■ **PROBLEM TO WORK ON**:
Every record below is to be retyped exactly, with any pictures left out.

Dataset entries
---+---

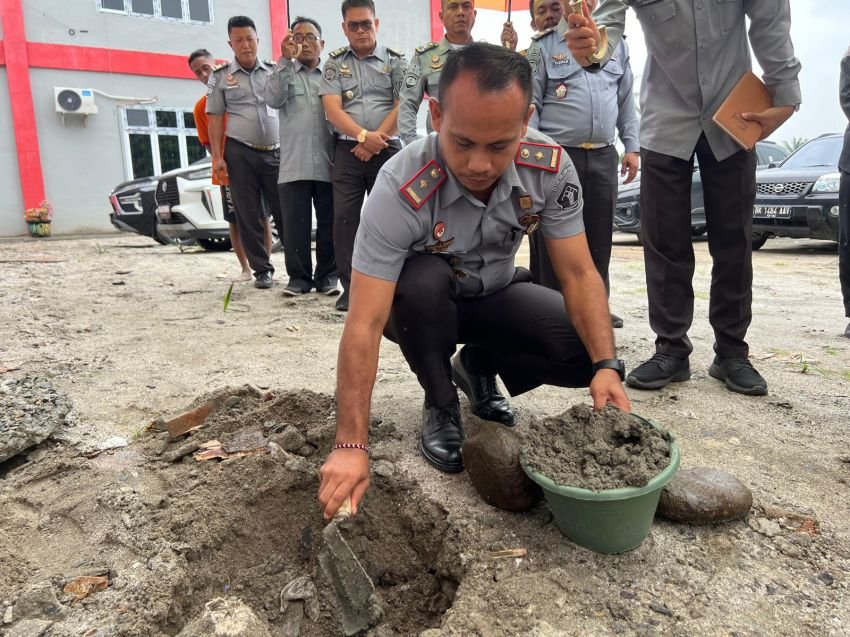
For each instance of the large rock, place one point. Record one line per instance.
(226, 617)
(30, 410)
(704, 496)
(491, 457)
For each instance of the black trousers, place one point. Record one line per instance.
(844, 239)
(522, 332)
(352, 179)
(297, 200)
(597, 174)
(253, 176)
(665, 202)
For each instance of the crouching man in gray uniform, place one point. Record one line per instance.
(433, 267)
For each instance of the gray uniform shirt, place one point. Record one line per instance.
(697, 52)
(369, 87)
(422, 76)
(294, 90)
(417, 205)
(844, 100)
(574, 107)
(241, 95)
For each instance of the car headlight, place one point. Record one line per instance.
(203, 173)
(827, 183)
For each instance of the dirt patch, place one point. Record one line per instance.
(608, 449)
(172, 536)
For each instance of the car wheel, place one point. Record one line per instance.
(221, 244)
(758, 240)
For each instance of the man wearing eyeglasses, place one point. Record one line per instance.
(423, 74)
(360, 91)
(305, 168)
(251, 155)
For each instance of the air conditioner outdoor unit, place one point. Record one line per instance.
(74, 101)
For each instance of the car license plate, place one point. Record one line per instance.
(772, 212)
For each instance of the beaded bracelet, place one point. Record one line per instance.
(351, 445)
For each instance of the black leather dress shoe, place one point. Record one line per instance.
(263, 280)
(442, 437)
(485, 399)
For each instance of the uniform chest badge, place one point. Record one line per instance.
(530, 221)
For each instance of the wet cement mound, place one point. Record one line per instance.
(608, 449)
(171, 533)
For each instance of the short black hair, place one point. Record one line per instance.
(496, 69)
(199, 53)
(239, 21)
(357, 4)
(301, 20)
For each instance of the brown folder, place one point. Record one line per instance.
(750, 95)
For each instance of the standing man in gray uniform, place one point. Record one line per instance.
(423, 74)
(697, 52)
(360, 90)
(305, 167)
(434, 263)
(250, 157)
(583, 113)
(844, 191)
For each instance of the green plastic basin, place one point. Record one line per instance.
(608, 521)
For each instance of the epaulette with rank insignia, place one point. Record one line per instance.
(427, 47)
(424, 184)
(541, 156)
(542, 34)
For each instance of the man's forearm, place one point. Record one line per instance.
(357, 365)
(216, 123)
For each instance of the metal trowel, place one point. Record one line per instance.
(353, 589)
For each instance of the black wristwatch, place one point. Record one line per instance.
(611, 363)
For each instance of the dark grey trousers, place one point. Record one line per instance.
(253, 176)
(597, 174)
(352, 179)
(522, 332)
(729, 190)
(297, 200)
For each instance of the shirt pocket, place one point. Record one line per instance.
(658, 23)
(729, 14)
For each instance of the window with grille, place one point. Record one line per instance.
(157, 140)
(199, 11)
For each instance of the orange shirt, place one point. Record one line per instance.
(203, 127)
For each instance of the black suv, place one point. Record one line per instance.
(627, 212)
(799, 198)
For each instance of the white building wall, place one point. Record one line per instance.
(83, 162)
(11, 203)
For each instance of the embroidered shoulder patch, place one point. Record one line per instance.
(424, 184)
(542, 156)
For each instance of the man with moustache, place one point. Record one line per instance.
(250, 157)
(423, 74)
(434, 264)
(583, 112)
(203, 64)
(697, 52)
(305, 168)
(360, 91)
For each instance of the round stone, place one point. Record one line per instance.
(703, 496)
(491, 457)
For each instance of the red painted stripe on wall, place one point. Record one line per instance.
(88, 58)
(20, 96)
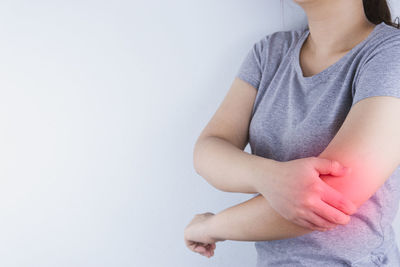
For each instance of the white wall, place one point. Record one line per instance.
(101, 103)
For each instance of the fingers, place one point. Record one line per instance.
(206, 250)
(337, 200)
(331, 214)
(327, 166)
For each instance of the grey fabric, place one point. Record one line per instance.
(296, 117)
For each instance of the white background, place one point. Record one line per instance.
(101, 103)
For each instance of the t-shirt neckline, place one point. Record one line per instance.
(333, 67)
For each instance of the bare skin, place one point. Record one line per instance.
(335, 27)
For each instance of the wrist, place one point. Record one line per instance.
(213, 228)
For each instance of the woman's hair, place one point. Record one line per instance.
(378, 11)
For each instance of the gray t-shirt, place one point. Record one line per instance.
(296, 117)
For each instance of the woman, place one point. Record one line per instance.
(310, 102)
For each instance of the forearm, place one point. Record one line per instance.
(252, 220)
(229, 168)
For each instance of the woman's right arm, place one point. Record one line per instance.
(228, 168)
(219, 155)
(292, 188)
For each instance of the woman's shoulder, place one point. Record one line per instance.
(279, 42)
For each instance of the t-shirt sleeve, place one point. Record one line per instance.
(251, 67)
(380, 74)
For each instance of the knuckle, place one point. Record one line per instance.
(309, 202)
(299, 213)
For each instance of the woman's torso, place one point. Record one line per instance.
(296, 117)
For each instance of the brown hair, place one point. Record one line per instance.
(378, 11)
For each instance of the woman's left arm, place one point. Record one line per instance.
(368, 142)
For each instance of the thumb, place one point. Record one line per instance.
(328, 166)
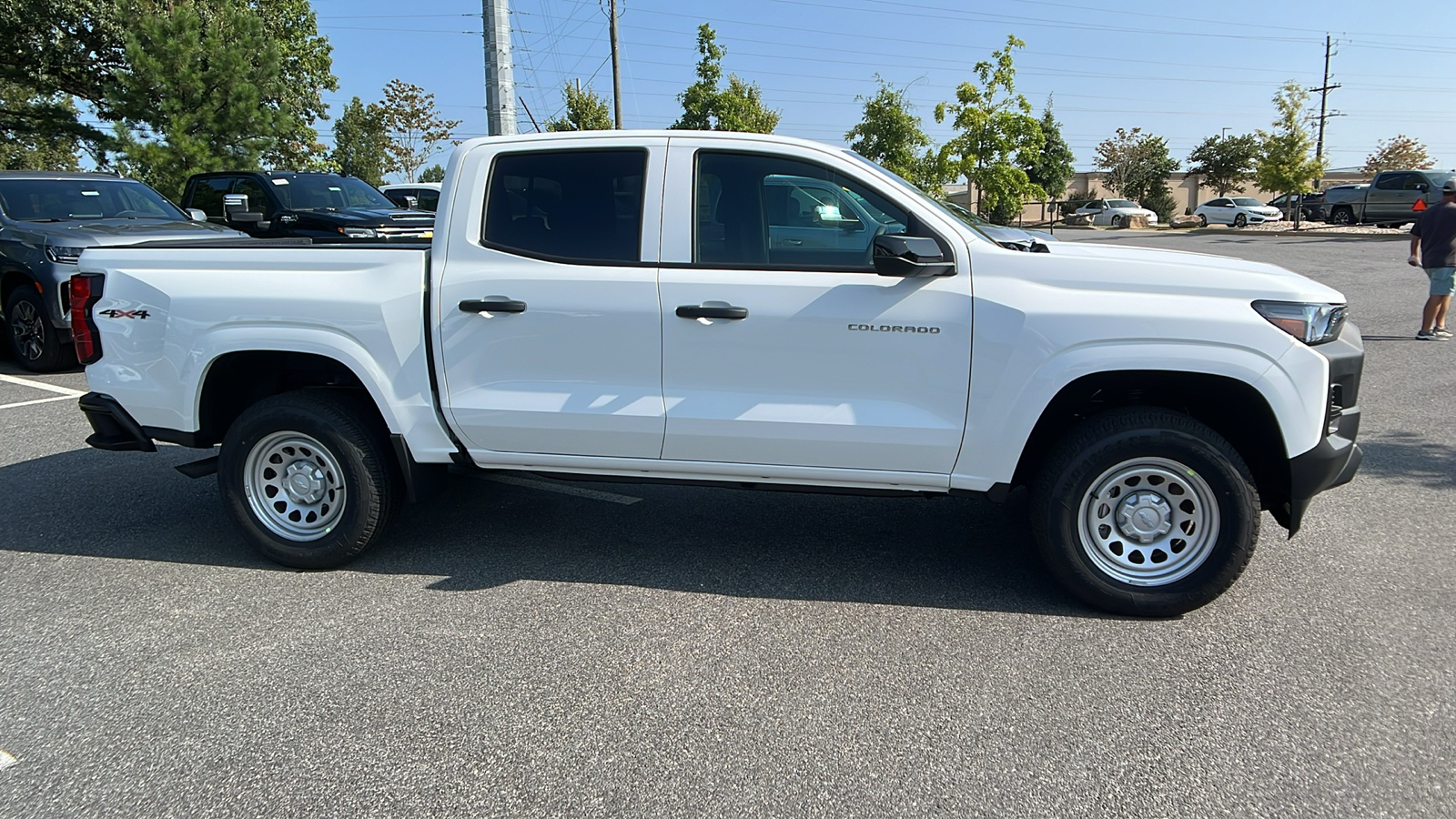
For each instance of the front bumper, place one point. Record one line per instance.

---+---

■ **RESULT**:
For each instance of the large rock, place one point. Record one line per instance.
(226, 617)
(30, 410)
(704, 496)
(491, 457)
For each instance of the black trousers, place one point. Record one line per instance.
(844, 239)
(522, 332)
(352, 179)
(297, 200)
(597, 174)
(253, 176)
(665, 202)
For each instance of the crouching man in gray uniform, place one point. Record one line per instance.
(433, 267)
For each instance of the gray uniform shirt, place one point. Record one line per instance.
(697, 52)
(369, 87)
(422, 76)
(294, 90)
(417, 205)
(844, 100)
(574, 107)
(241, 95)
For each instance of the car headlight, place one point. Record one line per instance.
(203, 173)
(827, 183)
For each instance of the dirt patch, place one point. Record one line per instance.
(608, 449)
(172, 536)
For each instance of the car wheel, place one point. Record one line per instance.
(221, 244)
(758, 240)
For each instance of the man wearing eyeglasses, place one point. Record one line per instance.
(423, 74)
(360, 91)
(305, 168)
(251, 155)
For each instance of the air conditioner outdoor unit, place one point. Record one line per instance.
(74, 101)
For each instance of the car license plate, place one point. Record one line per instance.
(772, 212)
For each instance of the beaded bracelet, place one point. Record one line per instance.
(351, 445)
For each instance of the black leather dress shoe, place one point. Record one line per instance.
(263, 280)
(442, 437)
(485, 399)
For each instance of the uniform chest badge, place one point. Record one line per instance.
(530, 221)
For each instance of the wet cement mound, place one point. Record one line per instance.
(608, 449)
(171, 533)
For each instance of the short black hair, place one point. Record one line per instance.
(496, 69)
(199, 53)
(239, 21)
(357, 4)
(301, 20)
For each instance of the brown folder, place one point. Record one line per instance.
(750, 95)
For each instance of the standing man in gray uniform, place one point. Record one line per instance.
(423, 74)
(697, 52)
(360, 90)
(305, 167)
(434, 263)
(250, 157)
(583, 113)
(844, 191)
For each instance of the green plastic basin, place one point. Record one line per instance.
(608, 521)
For each instance of the epaulette with rank insignia, place one point. Record one line per instance.
(427, 47)
(424, 184)
(541, 156)
(542, 34)
For each instance of the man's forearm, place one point. Record one line per instance.
(357, 365)
(216, 123)
For each instance of the metal trowel, place one point. Record one line per instance.
(353, 589)
For each instance of the black wristwatch, place one point. Record one line per instance.
(611, 363)
For each instance of the dark grey trousers, place one point. Record one line per instance.
(253, 176)
(597, 174)
(352, 179)
(522, 332)
(729, 190)
(297, 200)
For each instance of the shirt pocket, place one point. Record one line per instance.
(658, 23)
(729, 14)
For each instance of the window with grille, place one point. Record one line per instance.
(157, 140)
(199, 11)
For each instance of the orange shirt, place one point. Record one line per instance.
(203, 127)
For each instance of the black suv, place one point. Record one line per instance.
(627, 212)
(799, 198)
For each instance of the white building wall, place one point. Record one line per instance.
(83, 162)
(11, 203)
For each instance of the embroidered shoulder patch, place one point. Record one line per instance.
(424, 184)
(542, 156)
For each instance of the man with moustache, place one point. Record one line per instance.
(250, 157)
(423, 74)
(434, 264)
(583, 112)
(203, 64)
(697, 52)
(305, 168)
(360, 91)
For each instance of the round stone, place one point. Record one line per instance.
(703, 496)
(491, 457)
For each instance of the red painted stripe on wall, place one point. Record one line per instance.
(88, 58)
(20, 96)
For each instance of the white wall, place one point. Record one line per instance.
(101, 103)
For each instance of the fingers, place one point. Record one line per instance.
(206, 250)
(337, 200)
(331, 214)
(327, 166)
For each instance of the grey fabric, place one point. Record one line per instance.
(296, 117)
For each instance of the white background, place one point. Record one line per instance.
(101, 103)
For each instance of the t-shirt neckline, place one point. Record one line per instance.
(333, 67)
For each instance of the bare skin, place one point. Record one line per instance.
(335, 27)
For each instance of the wrist, place one point. Record one line per instance.
(213, 228)
For each instance of the woman's hair, place one point. Record one line per instance.
(378, 11)
For each instance of the gray t-shirt, place one point. Record one line per instance.
(296, 117)
For each instance of the woman, place one point. Record one line per instance.
(310, 102)
For each instance of the forearm, place one point. Record one line per instance.
(252, 220)
(229, 168)
For each instance of the woman's right arm, place one point. Record one line per instance.
(228, 168)
(219, 155)
(292, 188)
For each instance of the woman's shoulder, place one point. Record one line per instance.
(279, 42)
For each instance of the t-shirt sleeve, place one point. Record one line per instance.
(251, 67)
(380, 74)
For each instance of the knuckle, place one point. Record one line per instance.
(309, 202)
(299, 213)
For each instance of the woman's torso, place one point. Record one line per instance.
(296, 117)
For each instance of the brown hair, place one point. Record one line per instance.
(378, 11)
For each instance of the woman's left arm, place one point. Record one line per instance.
(368, 142)
For each instance of the thumb, place one point. Record one line per instance.
(328, 166)
For each instance of the front bumper, place one point. Record one line per instance.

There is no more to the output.